§ List of tasks:
• 1. From the passage on Delta distance measures, retype the portion starting with "All the different" and going on through "the joined nodes.".
• 2. According to the passage on Delta distance measures, what distance do Smith and Aldridge (2011) use in place of the Manhattan or the Euclidean distance?
• 3. Carry on the passage on Delta distance measures and document clustering from the point where it stops.

## START Excerpted text

Aside from Argamon’s, there have been various other suggestions to improve Burrows’s Delta. Hoover (2004b), for example, suggests methods that treat positive and negative distances differently, Eder’s Delta (Eder, 2015) makes use of a ranking factor that reduces the weight of less-frequent words' z-scores, and Smith and Aldridge (2011) use the cosine distance (which is popular in information retrieval and text mining) instead of the Manhattan or the Euclidean distance (hereafter, Δ).

All the different Delta variations are inherently distance measures, and thus they yield a matrix of pairwise differences between all documents in the corpus. To create a more easily interpretable view of these data, the documents are often ‘clustered’ based on the distance matrix. A popular choice is an agglomerative hierarchical clustering: For this, the two documents with the lowest distance are joined to form a cluster node. The distance of this new node to the other nodes in the set is estimated using a ‘linkage method’. The process is iteratively repeated until all documents and intermediate clusters have been joined. A ‘dendrogram’ as in Fig. 3 is the typical visualization for this kind of clustering, where the lengths of the horizontal lines are proportional to the distances between the joined nodes.

Fig. 3

Example of a hierarchical clustering of nine English novels from three different authors (Burrows’s Delta with nMFW = 1,000, Ward clustering)

## END Excerpted text
## START Given information

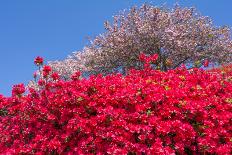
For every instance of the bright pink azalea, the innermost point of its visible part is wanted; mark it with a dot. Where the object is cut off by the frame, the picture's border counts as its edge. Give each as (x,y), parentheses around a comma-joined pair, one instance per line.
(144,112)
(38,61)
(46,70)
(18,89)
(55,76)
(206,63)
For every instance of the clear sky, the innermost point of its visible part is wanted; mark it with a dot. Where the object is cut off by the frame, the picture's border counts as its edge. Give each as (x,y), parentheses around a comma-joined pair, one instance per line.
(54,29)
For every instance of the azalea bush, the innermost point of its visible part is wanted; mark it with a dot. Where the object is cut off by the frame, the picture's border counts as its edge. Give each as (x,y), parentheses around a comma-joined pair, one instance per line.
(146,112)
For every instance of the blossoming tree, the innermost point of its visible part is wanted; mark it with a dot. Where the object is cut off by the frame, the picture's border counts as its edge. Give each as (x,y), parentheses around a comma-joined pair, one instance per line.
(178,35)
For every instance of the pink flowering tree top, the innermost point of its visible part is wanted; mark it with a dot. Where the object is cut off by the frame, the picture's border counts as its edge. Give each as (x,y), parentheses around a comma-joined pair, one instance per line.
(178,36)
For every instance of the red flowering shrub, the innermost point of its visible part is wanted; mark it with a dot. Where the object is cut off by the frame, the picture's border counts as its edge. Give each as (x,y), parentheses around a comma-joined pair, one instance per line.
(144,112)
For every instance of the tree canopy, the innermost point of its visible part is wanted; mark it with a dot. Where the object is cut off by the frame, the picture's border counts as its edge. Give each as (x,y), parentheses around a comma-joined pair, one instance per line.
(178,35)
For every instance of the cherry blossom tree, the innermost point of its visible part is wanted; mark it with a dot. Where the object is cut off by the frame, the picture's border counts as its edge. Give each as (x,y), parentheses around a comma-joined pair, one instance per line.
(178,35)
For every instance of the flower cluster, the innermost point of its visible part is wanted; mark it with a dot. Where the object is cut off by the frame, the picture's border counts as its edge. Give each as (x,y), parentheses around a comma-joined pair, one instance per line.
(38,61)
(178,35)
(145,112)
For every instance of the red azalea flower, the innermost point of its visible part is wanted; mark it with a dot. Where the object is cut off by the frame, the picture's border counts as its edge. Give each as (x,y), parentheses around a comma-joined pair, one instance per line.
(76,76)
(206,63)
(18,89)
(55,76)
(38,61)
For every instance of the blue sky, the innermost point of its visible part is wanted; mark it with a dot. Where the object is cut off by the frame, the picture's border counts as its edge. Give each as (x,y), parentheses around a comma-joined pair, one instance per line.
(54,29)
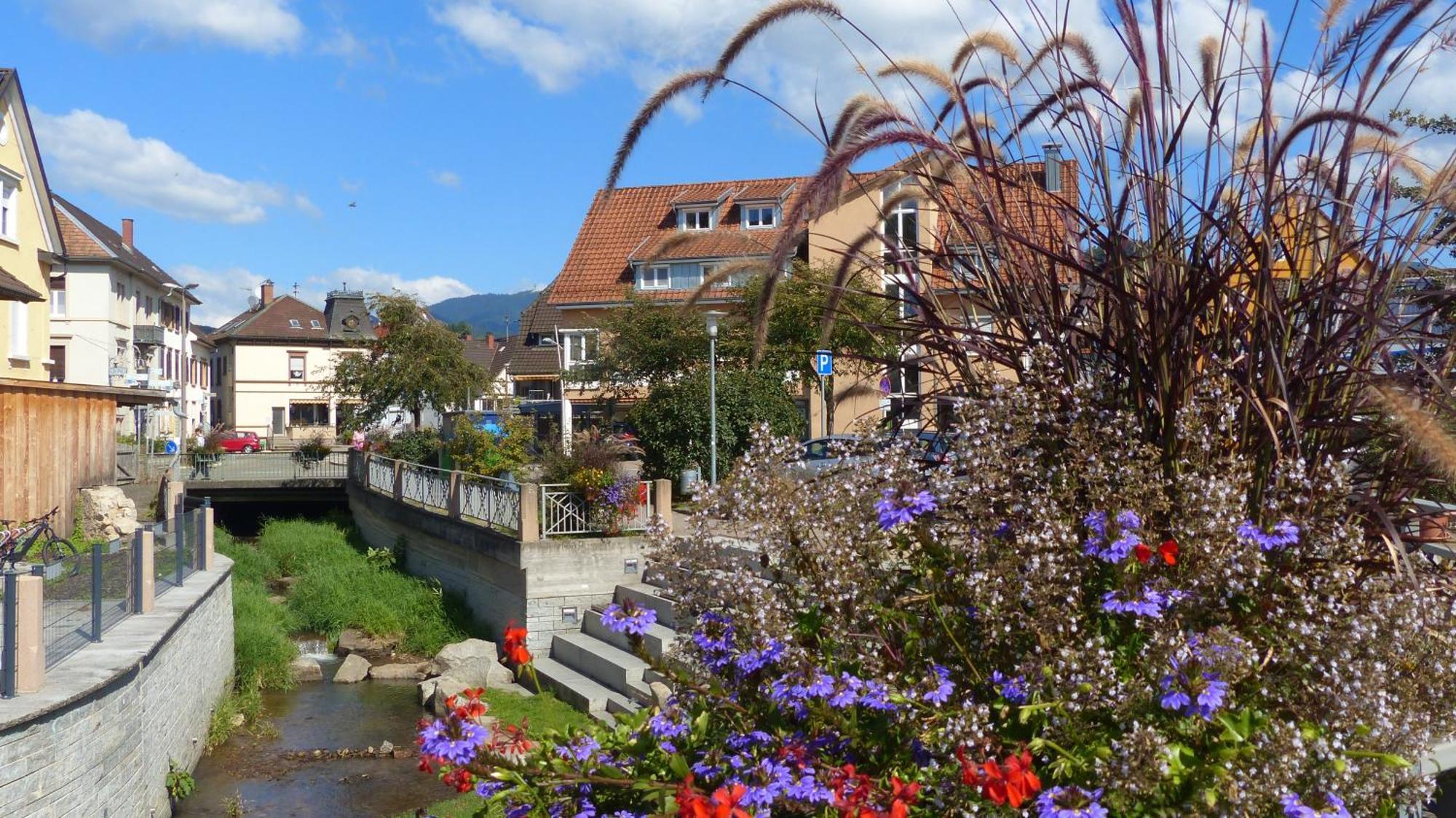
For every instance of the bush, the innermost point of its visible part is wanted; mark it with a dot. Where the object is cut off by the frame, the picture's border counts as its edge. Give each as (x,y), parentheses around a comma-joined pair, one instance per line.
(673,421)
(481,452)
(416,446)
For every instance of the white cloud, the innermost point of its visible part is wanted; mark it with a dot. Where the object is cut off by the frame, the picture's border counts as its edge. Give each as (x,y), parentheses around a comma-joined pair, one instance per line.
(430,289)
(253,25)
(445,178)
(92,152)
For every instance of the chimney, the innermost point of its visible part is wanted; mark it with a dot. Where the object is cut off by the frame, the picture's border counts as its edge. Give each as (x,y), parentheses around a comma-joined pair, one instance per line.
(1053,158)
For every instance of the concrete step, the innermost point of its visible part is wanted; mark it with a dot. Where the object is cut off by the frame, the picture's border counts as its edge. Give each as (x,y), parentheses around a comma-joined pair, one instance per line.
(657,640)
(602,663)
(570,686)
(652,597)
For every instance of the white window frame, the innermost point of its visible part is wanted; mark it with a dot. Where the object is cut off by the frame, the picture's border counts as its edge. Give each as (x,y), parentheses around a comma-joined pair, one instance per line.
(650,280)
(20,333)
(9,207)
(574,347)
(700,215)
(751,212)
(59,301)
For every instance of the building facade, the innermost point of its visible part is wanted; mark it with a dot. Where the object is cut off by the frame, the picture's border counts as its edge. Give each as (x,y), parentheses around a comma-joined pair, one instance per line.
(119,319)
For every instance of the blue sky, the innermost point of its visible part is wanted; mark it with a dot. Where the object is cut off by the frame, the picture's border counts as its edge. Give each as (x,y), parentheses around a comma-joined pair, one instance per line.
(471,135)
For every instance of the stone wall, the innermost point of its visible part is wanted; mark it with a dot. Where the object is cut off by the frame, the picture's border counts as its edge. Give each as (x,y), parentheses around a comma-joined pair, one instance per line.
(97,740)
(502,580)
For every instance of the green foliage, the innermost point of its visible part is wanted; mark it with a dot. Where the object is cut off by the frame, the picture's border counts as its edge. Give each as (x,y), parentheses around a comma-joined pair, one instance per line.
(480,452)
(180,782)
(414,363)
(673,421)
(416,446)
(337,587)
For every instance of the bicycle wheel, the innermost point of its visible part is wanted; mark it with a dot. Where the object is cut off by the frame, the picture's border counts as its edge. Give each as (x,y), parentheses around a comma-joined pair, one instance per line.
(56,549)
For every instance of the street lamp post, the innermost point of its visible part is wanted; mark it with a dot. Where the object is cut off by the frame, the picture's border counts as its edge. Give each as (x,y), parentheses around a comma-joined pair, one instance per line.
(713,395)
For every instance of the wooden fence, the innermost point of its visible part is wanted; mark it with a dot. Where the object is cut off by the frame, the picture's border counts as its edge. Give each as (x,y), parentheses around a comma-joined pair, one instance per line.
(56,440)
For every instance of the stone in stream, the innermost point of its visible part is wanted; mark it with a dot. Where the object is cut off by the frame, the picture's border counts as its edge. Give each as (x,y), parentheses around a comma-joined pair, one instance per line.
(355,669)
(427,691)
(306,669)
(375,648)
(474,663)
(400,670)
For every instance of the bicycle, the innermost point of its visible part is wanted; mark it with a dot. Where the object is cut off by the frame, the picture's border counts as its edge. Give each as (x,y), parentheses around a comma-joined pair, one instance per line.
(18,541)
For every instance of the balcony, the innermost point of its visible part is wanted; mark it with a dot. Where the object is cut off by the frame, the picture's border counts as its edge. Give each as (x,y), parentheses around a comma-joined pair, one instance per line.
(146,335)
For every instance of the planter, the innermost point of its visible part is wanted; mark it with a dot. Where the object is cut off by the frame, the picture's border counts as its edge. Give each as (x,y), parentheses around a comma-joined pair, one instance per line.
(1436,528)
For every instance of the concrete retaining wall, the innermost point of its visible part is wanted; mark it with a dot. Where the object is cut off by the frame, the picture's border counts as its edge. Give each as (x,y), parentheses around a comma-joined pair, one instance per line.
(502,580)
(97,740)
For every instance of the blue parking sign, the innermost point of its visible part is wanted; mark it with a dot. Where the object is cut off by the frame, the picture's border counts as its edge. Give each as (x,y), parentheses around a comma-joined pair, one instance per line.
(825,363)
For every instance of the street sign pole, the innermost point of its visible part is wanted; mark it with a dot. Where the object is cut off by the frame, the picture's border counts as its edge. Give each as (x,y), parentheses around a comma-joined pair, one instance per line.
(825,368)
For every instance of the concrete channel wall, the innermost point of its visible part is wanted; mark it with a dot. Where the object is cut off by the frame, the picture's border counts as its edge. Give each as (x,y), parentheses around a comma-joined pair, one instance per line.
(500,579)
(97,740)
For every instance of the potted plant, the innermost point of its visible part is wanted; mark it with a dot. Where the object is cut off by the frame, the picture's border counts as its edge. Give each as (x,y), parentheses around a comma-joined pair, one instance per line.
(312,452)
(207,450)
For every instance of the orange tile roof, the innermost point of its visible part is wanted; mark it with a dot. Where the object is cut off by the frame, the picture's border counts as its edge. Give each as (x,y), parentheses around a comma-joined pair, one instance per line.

## END Given information

§ Results in order:
• 1.
All the different Delta variations are inherently distance measures, and thus they yield a matrix of pairwise differences between all documents in the corpus. To create a more easily interpretable view of these data, the documents are often ‘clustered’ based on the distance matrix. A popular choice is an agglomerative hierarchical clustering: For this, the two documents with the lowest distance are joined to form a cluster node. The distance of this new node to the other nodes in the set is estimated using a ‘linkage method’. The process is iteratively repeated until all documents and intermediate clusters have been joined. A ‘dendrogram’ as in Fig. 3 is the typical visualization for this kind of clustering, where the lengths of the horizontal lines are proportional to the distances between the joined nodes.

• 2. The cosine distance.

• 3.
In Jannidis et al. (2015), we reported on a series of experiments to systematically test various Delta methods and a set of other popular distance measures against our set of novels in three languages. This set, also used in the investigations presented here, is composed of three corpora of German, English, and French texts, all built following the same criteria. Each corpus contains seventy-five novels from twenty-five different authors, each author contributing three texts, respectively. (For more details on the corpora, see the appendix below.) To provide useful performance indicators for these measures for authorship attribution, we concentrated on the question of how well the distance measures distinguish between a situation where the two texts under comparison have been written by the same author and a situation where the two texts have been written by different authors. For each of the three corpora, we compared a range of Delta variants and other distance measures varying the number of most frequent words considered and calculating a distance matrix for each combination. The distance matrices have been the basis for a hierarchical (Ward) clustering and a non-hierarchical (PAM) clustering which has afterward been flattened to at most twenty-five (the number of authors in each corpus) flat clusters.

Besides relying on the Adjusted Rand Index (ARI) between the perfect and actual clustering (a well-known but rather abstract measure for clustering quality; Everitt et al., 2011, p. 264f.), we also established a simple algorithm to count clustering errors representing the researcher's intuition of correct clustering. To compare ingroup and outgroup distances, we settled on the simple difference of z-transformed means because this particular method yielded the best correlation with the number of clustering errors.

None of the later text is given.